Repeat the data precisely as given.

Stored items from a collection

──────────

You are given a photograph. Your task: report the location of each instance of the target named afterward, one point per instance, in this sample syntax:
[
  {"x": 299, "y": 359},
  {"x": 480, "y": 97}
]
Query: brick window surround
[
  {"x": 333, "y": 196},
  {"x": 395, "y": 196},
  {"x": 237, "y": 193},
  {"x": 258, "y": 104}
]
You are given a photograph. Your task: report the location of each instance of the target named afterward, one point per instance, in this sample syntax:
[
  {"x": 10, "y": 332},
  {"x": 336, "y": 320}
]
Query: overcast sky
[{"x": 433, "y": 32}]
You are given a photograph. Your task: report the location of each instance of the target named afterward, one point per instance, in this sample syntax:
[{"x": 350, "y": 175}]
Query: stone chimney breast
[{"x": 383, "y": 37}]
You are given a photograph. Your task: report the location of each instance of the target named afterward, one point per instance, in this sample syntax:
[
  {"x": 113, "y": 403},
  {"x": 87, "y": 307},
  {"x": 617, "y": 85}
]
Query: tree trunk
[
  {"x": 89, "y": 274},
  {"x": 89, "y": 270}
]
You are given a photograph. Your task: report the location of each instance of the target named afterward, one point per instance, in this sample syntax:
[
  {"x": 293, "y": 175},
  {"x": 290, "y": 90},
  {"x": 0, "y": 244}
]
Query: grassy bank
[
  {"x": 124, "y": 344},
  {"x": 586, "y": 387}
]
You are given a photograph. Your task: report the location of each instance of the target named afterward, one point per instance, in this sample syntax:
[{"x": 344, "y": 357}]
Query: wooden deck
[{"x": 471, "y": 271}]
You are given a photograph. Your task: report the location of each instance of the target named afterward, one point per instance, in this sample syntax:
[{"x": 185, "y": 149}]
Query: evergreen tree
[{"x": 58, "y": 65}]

──────────

Answer below
You are given a photograph. Your task: report the location of each instance of the target named afterward, one point per instance, in this sample syntax:
[
  {"x": 299, "y": 359},
  {"x": 480, "y": 97}
]
Query: brick window surround
[
  {"x": 333, "y": 196},
  {"x": 395, "y": 196},
  {"x": 237, "y": 193},
  {"x": 258, "y": 104}
]
You are given a photograph. Your task: report the location of each instance of the target named afterward, one point per instance, in this sample syntax:
[
  {"x": 10, "y": 332},
  {"x": 336, "y": 320}
]
Query: overcast sky
[{"x": 433, "y": 32}]
You are given a photograph. Your task: report the location of each instance of the target named afterward, one point per instance, in this sample syntax:
[{"x": 350, "y": 175}]
Query: stone chimney breast
[{"x": 383, "y": 37}]
You are given a photograph. Your task: report the location of each instance of the target named afterward, one point per instance, in this sample syntax:
[
  {"x": 113, "y": 403},
  {"x": 87, "y": 307},
  {"x": 617, "y": 85}
]
Query: tree trunk
[
  {"x": 89, "y": 274},
  {"x": 89, "y": 270}
]
You are given a photograph. Your task: report the location of each instance of the target named afterward, one point per instance, in this sample syntax:
[
  {"x": 293, "y": 175},
  {"x": 290, "y": 90},
  {"x": 0, "y": 244}
]
Query: grassy bank
[
  {"x": 124, "y": 344},
  {"x": 586, "y": 387}
]
You are given a photograph. Your task: report the location of each instance of the target named afterward, one point per instance, in this sample syntax:
[{"x": 344, "y": 357}]
Query: wooden deck
[{"x": 471, "y": 271}]
You are given a photograph. Your task: report the location of each instance of the target named afterward, one point per instance, in this sample syntax:
[{"x": 185, "y": 149}]
Query: evergreen tree
[{"x": 58, "y": 65}]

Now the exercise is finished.